▶ **Data to process**
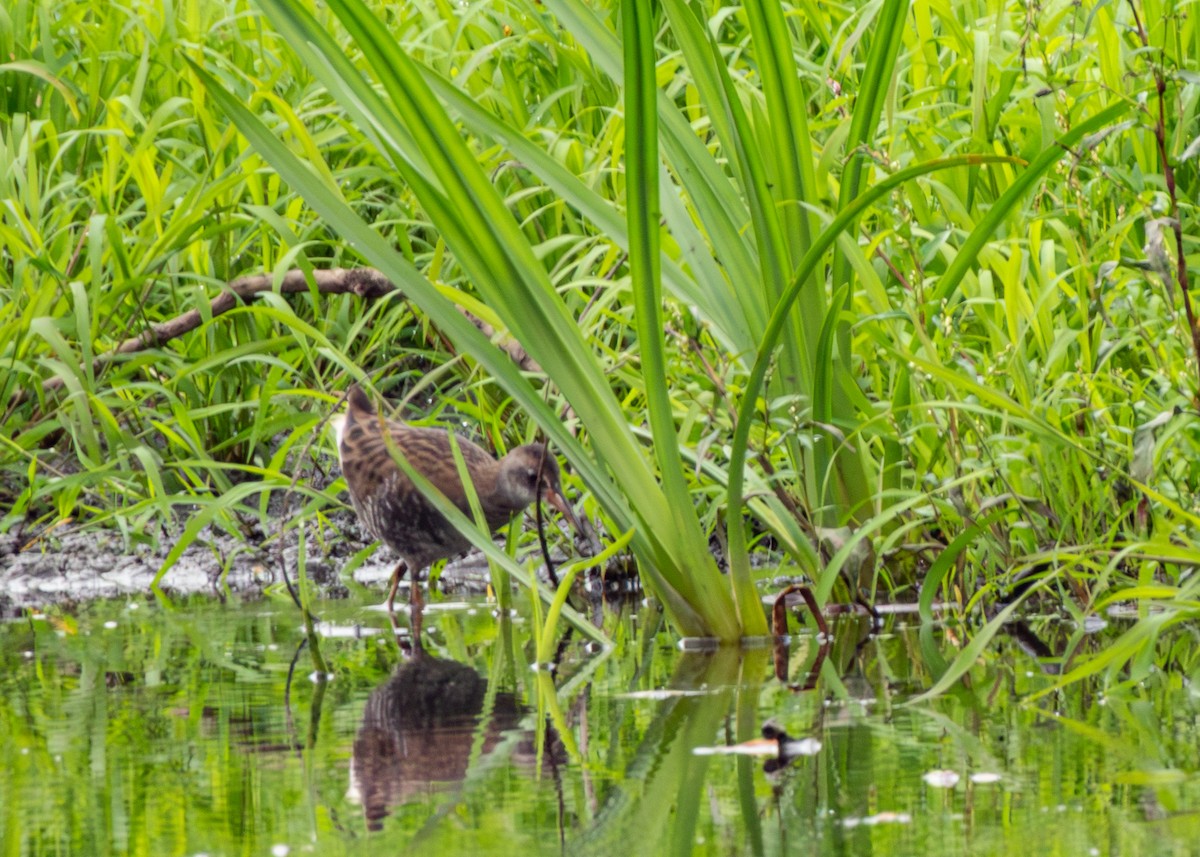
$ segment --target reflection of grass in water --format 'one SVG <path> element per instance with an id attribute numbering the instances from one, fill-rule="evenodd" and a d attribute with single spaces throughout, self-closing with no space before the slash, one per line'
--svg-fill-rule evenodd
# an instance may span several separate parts
<path id="1" fill-rule="evenodd" d="M 361 618 L 364 604 L 340 605 L 335 621 Z M 1000 849 L 1014 827 L 1063 851 L 1094 845 L 1097 831 L 1124 851 L 1150 849 L 1147 837 L 1157 852 L 1187 853 L 1192 843 L 1172 827 L 1196 798 L 1187 777 L 1190 702 L 1163 670 L 1139 687 L 1109 687 L 1104 705 L 1105 685 L 1091 677 L 1040 711 L 1020 700 L 1055 678 L 1006 639 L 977 663 L 970 685 L 902 706 L 889 688 L 922 684 L 910 630 L 889 625 L 856 648 L 839 624 L 817 691 L 794 694 L 763 682 L 766 649 L 680 654 L 666 634 L 641 647 L 646 617 L 610 615 L 607 631 L 630 645 L 599 658 L 575 645 L 556 676 L 578 755 L 564 761 L 547 748 L 539 762 L 532 732 L 544 723 L 535 688 L 546 673 L 522 665 L 516 683 L 504 684 L 511 679 L 502 664 L 529 646 L 518 639 L 508 648 L 487 616 L 430 617 L 424 666 L 440 679 L 414 678 L 412 664 L 374 637 L 324 640 L 336 678 L 318 693 L 301 658 L 289 725 L 282 701 L 300 636 L 295 615 L 262 603 L 185 606 L 102 601 L 77 618 L 0 625 L 0 790 L 5 811 L 23 819 L 5 823 L 14 852 L 233 853 L 311 843 L 320 853 L 361 853 L 370 822 L 366 802 L 347 795 L 349 760 L 362 730 L 378 725 L 372 706 L 385 701 L 413 727 L 408 747 L 430 749 L 434 767 L 391 767 L 378 754 L 374 761 L 401 777 L 395 793 L 403 797 L 379 819 L 372 847 L 559 853 L 560 823 L 569 853 L 618 845 L 728 853 L 731 844 L 755 843 L 763 853 L 844 853 L 854 843 L 976 853 Z M 1033 631 L 1057 649 L 1070 640 L 1062 624 Z M 1123 633 L 1111 629 L 1096 648 Z M 572 683 L 586 669 L 589 681 Z M 456 690 L 406 708 L 433 684 Z M 703 693 L 643 693 L 664 688 Z M 438 741 L 449 743 L 419 733 L 462 706 L 478 707 L 479 720 L 444 730 Z M 820 741 L 821 750 L 769 774 L 762 759 L 695 754 L 756 737 L 768 720 L 793 739 Z M 935 771 L 956 773 L 958 784 L 932 789 L 923 777 Z M 980 773 L 1002 777 L 978 781 Z M 1166 823 L 1146 825 L 1147 813 Z M 910 820 L 853 823 L 889 814 Z"/>
<path id="2" fill-rule="evenodd" d="M 1087 26 L 1015 8 L 980 26 L 902 2 L 874 17 L 853 4 L 800 18 L 770 2 L 719 22 L 694 12 L 664 2 L 646 28 L 658 43 L 628 56 L 626 34 L 582 4 L 479 10 L 462 26 L 445 10 L 414 12 L 392 24 L 419 68 L 374 71 L 407 74 L 414 92 L 421 78 L 437 97 L 391 124 L 390 110 L 367 120 L 353 104 L 331 109 L 284 40 L 239 1 L 186 14 L 72 0 L 48 16 L 14 4 L 0 35 L 13 64 L 0 71 L 11 118 L 0 196 L 12 200 L 0 210 L 0 396 L 47 378 L 62 391 L 6 409 L 0 527 L 19 528 L 23 543 L 83 520 L 131 545 L 194 544 L 217 529 L 257 546 L 293 526 L 277 498 L 300 472 L 295 511 L 328 544 L 331 492 L 308 475 L 328 471 L 330 450 L 306 444 L 330 400 L 311 390 L 386 365 L 421 412 L 454 407 L 497 447 L 529 439 L 518 410 L 542 425 L 578 479 L 569 490 L 590 491 L 587 511 L 610 537 L 632 533 L 649 588 L 685 633 L 736 635 L 757 610 L 740 529 L 730 577 L 703 546 L 739 521 L 745 478 L 752 532 L 817 579 L 823 601 L 920 591 L 974 616 L 1032 580 L 1028 597 L 1076 618 L 1117 600 L 1170 613 L 1076 657 L 1067 682 L 1120 679 L 1159 641 L 1176 645 L 1165 633 L 1194 601 L 1186 570 L 1200 456 L 1189 454 L 1189 337 L 1169 280 L 1181 251 L 1163 222 L 1175 203 L 1156 128 L 1104 113 L 1112 92 L 1135 91 L 1150 94 L 1151 121 L 1158 114 L 1132 7 L 1103 7 Z M 342 38 L 318 14 L 320 31 Z M 1168 46 L 1164 64 L 1186 70 L 1188 56 L 1170 56 L 1175 42 L 1156 37 L 1162 22 L 1141 23 Z M 336 53 L 353 53 L 343 42 Z M 300 181 L 262 168 L 185 56 L 203 58 L 280 149 L 300 154 L 306 196 L 344 200 L 398 247 L 420 314 L 272 295 L 91 368 L 244 271 L 353 265 L 370 250 L 347 246 L 348 218 L 326 221 L 336 235 L 318 223 Z M 623 66 L 647 72 L 642 113 L 613 83 Z M 1165 100 L 1164 139 L 1186 139 L 1183 90 L 1168 86 Z M 442 131 L 410 144 L 404 134 L 424 121 Z M 641 133 L 654 121 L 658 134 Z M 1069 152 L 1055 142 L 1063 134 L 1079 137 Z M 1189 198 L 1194 170 L 1175 149 L 1177 196 Z M 797 275 L 853 199 L 901 169 L 972 152 L 1030 166 L 904 181 L 851 218 L 811 276 Z M 630 158 L 650 175 L 665 164 L 660 212 L 650 182 L 630 185 Z M 638 229 L 626 214 L 643 206 L 652 216 Z M 650 262 L 662 325 L 634 317 L 635 293 L 653 294 Z M 799 310 L 780 316 L 758 396 L 750 368 L 790 284 Z M 434 293 L 516 334 L 554 389 L 485 354 Z M 660 326 L 662 366 L 647 376 Z M 479 380 L 480 366 L 496 384 Z M 641 430 L 652 400 L 653 462 L 626 428 Z M 682 468 L 666 436 L 678 438 Z M 865 543 L 881 562 L 848 568 Z M 954 563 L 938 565 L 947 553 Z M 997 630 L 920 657 L 949 688 Z M 1188 652 L 1178 660 L 1193 670 Z"/>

▶ **Short problem**
Rewrite the listing with "reflection of grass in water" renamed to "grass reflected in water", keeping every other line and character the same. Leave the pictures out of your answer.

▶ **Answer to the task**
$ segment --target grass reflected in water --format 'one SVG <path> element per instance with an id attribute numbering the instances from one, fill-rule="evenodd" and a d attribute with single spaces throughout, self-closing with no space before the slash, one per line'
--svg-fill-rule evenodd
# an instance may span several separate parts
<path id="1" fill-rule="evenodd" d="M 361 618 L 364 604 L 340 605 L 335 621 Z M 1000 849 L 1014 827 L 1063 851 L 1094 845 L 1097 831 L 1124 851 L 1150 849 L 1147 837 L 1157 852 L 1187 853 L 1192 843 L 1172 827 L 1196 798 L 1187 777 L 1190 702 L 1163 670 L 1139 687 L 1109 687 L 1104 705 L 1105 685 L 1091 677 L 1040 711 L 1020 700 L 1055 678 L 1006 639 L 977 663 L 970 685 L 902 706 L 889 688 L 922 684 L 910 630 L 889 625 L 856 648 L 839 624 L 817 691 L 794 694 L 763 682 L 766 649 L 680 654 L 666 634 L 641 647 L 646 617 L 610 615 L 607 631 L 630 645 L 599 658 L 575 645 L 556 676 L 578 755 L 564 761 L 547 748 L 539 762 L 532 732 L 544 723 L 535 688 L 546 673 L 522 665 L 516 683 L 504 684 L 511 679 L 502 664 L 529 646 L 518 639 L 508 648 L 487 616 L 430 617 L 424 666 L 440 679 L 414 678 L 412 664 L 374 637 L 324 640 L 336 678 L 318 693 L 301 658 L 289 725 L 282 701 L 300 636 L 295 615 L 262 603 L 185 606 L 102 601 L 77 618 L 0 625 L 0 790 L 5 811 L 23 819 L 5 823 L 14 852 L 233 853 L 311 843 L 320 853 L 361 853 L 370 822 L 366 802 L 347 795 L 349 760 L 362 730 L 378 725 L 372 706 L 385 701 L 413 727 L 408 747 L 430 749 L 434 767 L 391 767 L 378 754 L 374 761 L 401 777 L 395 793 L 403 797 L 379 819 L 372 847 L 559 853 L 560 823 L 569 853 L 618 845 L 728 853 L 731 844 L 755 843 L 763 853 L 844 853 L 854 843 L 976 853 Z M 1033 631 L 1057 649 L 1070 640 L 1062 624 Z M 1123 633 L 1111 629 L 1096 648 Z M 572 683 L 586 669 L 589 681 Z M 456 690 L 406 708 L 433 684 Z M 703 693 L 643 693 L 664 688 Z M 438 741 L 449 743 L 419 733 L 462 706 L 478 707 L 479 720 L 444 730 Z M 820 741 L 821 750 L 769 774 L 762 759 L 695 754 L 756 737 L 768 720 L 793 739 Z M 935 771 L 956 773 L 958 784 L 932 789 L 923 777 Z M 980 773 L 1002 777 L 978 781 Z M 1166 823 L 1146 825 L 1147 813 Z M 910 820 L 853 823 L 889 814 Z"/>
<path id="2" fill-rule="evenodd" d="M 1087 26 L 1015 8 L 980 26 L 902 2 L 874 17 L 853 4 L 800 18 L 770 2 L 719 22 L 694 12 L 664 2 L 646 28 L 658 43 L 628 56 L 626 34 L 582 4 L 479 10 L 462 26 L 445 10 L 414 12 L 392 24 L 419 68 L 374 71 L 407 74 L 414 92 L 421 78 L 437 97 L 391 124 L 390 110 L 367 120 L 353 104 L 331 109 L 284 40 L 239 1 L 186 14 L 72 0 L 48 16 L 14 4 L 0 35 L 13 64 L 0 71 L 11 118 L 0 196 L 12 200 L 0 210 L 0 396 L 47 378 L 62 391 L 6 409 L 0 527 L 19 528 L 23 543 L 83 520 L 131 545 L 194 544 L 217 529 L 257 546 L 293 526 L 277 498 L 300 472 L 295 511 L 328 544 L 331 492 L 308 475 L 328 471 L 330 450 L 306 444 L 330 400 L 311 390 L 386 365 L 421 412 L 454 407 L 497 447 L 529 439 L 518 410 L 542 425 L 578 479 L 569 490 L 590 491 L 587 511 L 610 537 L 632 533 L 649 588 L 685 633 L 736 635 L 757 610 L 740 529 L 730 577 L 703 546 L 739 521 L 745 478 L 752 532 L 817 579 L 823 601 L 920 591 L 974 616 L 1032 580 L 1028 597 L 1076 618 L 1117 600 L 1170 613 L 1076 657 L 1067 682 L 1120 679 L 1159 641 L 1176 645 L 1165 633 L 1194 601 L 1186 570 L 1200 456 L 1189 454 L 1189 337 L 1169 280 L 1181 251 L 1163 222 L 1175 203 L 1156 128 L 1104 113 L 1112 92 L 1135 91 L 1150 94 L 1151 121 L 1158 114 L 1132 7 L 1103 7 Z M 342 38 L 318 14 L 320 31 Z M 1168 46 L 1164 64 L 1186 70 L 1188 56 L 1170 56 L 1175 42 L 1156 37 L 1162 22 L 1141 23 Z M 336 53 L 353 53 L 343 42 Z M 300 181 L 262 168 L 185 56 L 203 58 L 280 149 L 300 154 L 306 196 L 344 200 L 398 247 L 420 314 L 272 295 L 91 368 L 244 271 L 353 265 L 370 250 L 347 246 L 348 218 L 326 221 L 336 235 L 318 223 Z M 623 66 L 647 72 L 642 113 L 613 83 Z M 1165 100 L 1164 139 L 1186 139 L 1183 90 L 1168 86 Z M 442 131 L 410 144 L 404 134 L 424 121 Z M 641 133 L 654 121 L 658 134 Z M 1069 152 L 1055 142 L 1063 134 L 1079 137 Z M 1189 198 L 1194 170 L 1175 149 L 1177 196 Z M 797 275 L 853 199 L 901 169 L 972 152 L 1030 166 L 904 181 L 851 218 L 811 276 Z M 630 158 L 650 175 L 665 164 L 660 212 L 650 182 L 630 185 Z M 638 229 L 626 214 L 643 206 L 652 216 Z M 650 262 L 662 325 L 634 317 L 635 293 L 653 294 Z M 799 310 L 780 316 L 758 396 L 750 368 L 790 284 Z M 434 293 L 516 334 L 554 389 L 485 354 Z M 660 326 L 662 366 L 647 376 Z M 479 380 L 480 366 L 496 384 Z M 641 430 L 652 400 L 653 462 L 626 428 Z M 682 468 L 666 436 L 678 438 Z M 865 543 L 881 562 L 848 568 Z M 954 563 L 938 565 L 947 553 Z M 997 630 L 920 657 L 949 688 Z M 1188 652 L 1178 660 L 1193 670 Z"/>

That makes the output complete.